[Records to process Boundary: Start]

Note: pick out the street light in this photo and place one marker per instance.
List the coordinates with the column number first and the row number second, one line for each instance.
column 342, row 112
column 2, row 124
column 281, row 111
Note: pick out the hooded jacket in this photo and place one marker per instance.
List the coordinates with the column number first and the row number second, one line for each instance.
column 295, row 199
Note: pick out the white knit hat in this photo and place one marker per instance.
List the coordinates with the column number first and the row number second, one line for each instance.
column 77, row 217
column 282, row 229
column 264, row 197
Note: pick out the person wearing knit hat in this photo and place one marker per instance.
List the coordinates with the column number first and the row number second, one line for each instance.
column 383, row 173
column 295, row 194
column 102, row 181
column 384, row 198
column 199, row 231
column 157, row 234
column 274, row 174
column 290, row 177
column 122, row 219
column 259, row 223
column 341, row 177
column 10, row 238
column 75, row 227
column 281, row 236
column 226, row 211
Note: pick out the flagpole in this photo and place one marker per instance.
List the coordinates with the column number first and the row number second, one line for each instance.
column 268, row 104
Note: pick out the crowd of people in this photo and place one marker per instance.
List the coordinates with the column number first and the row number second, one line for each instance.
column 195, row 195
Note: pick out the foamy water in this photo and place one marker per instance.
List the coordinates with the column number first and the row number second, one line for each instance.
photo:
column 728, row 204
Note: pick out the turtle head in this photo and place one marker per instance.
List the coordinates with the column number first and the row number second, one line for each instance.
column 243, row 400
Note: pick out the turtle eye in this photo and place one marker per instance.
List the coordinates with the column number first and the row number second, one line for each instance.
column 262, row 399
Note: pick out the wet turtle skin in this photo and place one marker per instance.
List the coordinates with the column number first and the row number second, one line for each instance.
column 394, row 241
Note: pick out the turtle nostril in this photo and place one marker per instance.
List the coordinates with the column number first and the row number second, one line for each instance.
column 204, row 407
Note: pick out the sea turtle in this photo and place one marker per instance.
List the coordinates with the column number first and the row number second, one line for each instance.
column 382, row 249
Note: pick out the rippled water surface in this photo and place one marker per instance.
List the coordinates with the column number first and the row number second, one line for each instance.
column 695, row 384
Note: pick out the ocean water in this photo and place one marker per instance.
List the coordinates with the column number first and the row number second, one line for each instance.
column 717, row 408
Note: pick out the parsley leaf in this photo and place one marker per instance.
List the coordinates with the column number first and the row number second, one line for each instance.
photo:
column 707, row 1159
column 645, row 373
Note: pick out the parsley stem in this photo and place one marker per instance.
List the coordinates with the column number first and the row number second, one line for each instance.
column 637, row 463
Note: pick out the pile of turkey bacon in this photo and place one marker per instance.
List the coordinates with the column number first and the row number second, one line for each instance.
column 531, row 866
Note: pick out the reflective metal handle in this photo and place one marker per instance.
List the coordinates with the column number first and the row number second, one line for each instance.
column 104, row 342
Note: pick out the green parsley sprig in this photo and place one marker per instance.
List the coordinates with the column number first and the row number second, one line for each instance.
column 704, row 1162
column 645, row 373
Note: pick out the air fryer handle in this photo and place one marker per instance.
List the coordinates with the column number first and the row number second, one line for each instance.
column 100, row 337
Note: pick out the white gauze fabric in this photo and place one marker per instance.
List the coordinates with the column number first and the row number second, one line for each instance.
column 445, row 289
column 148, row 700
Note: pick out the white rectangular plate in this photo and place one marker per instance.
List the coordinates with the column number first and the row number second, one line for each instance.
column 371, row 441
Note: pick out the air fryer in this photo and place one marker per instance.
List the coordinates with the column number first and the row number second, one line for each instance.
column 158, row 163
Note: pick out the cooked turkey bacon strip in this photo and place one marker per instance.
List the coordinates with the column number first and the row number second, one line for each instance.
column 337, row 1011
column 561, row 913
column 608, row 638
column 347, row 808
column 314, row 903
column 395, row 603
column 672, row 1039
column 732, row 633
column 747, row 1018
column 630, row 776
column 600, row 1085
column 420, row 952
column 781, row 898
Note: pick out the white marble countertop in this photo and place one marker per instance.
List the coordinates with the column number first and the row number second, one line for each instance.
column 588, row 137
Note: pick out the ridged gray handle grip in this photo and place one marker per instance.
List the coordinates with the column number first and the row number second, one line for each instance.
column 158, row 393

[Records to process Boundary: End]

▸ **Goal of the exercise**
Write out only what runs from the line holding "Note: pick out the white marble" through the last line of the records, exactly as shown.

▸ **Response area**
Note: pick out the white marble countertop in this photo and place one marker per instance.
List the coordinates with the column number first and the row number second, one line for each instance.
column 588, row 137
Note: pick out the ridged gray handle grip in this photo and place one marker per instance.
List the coordinates with the column number first and the row number second, one line for each instance.
column 158, row 393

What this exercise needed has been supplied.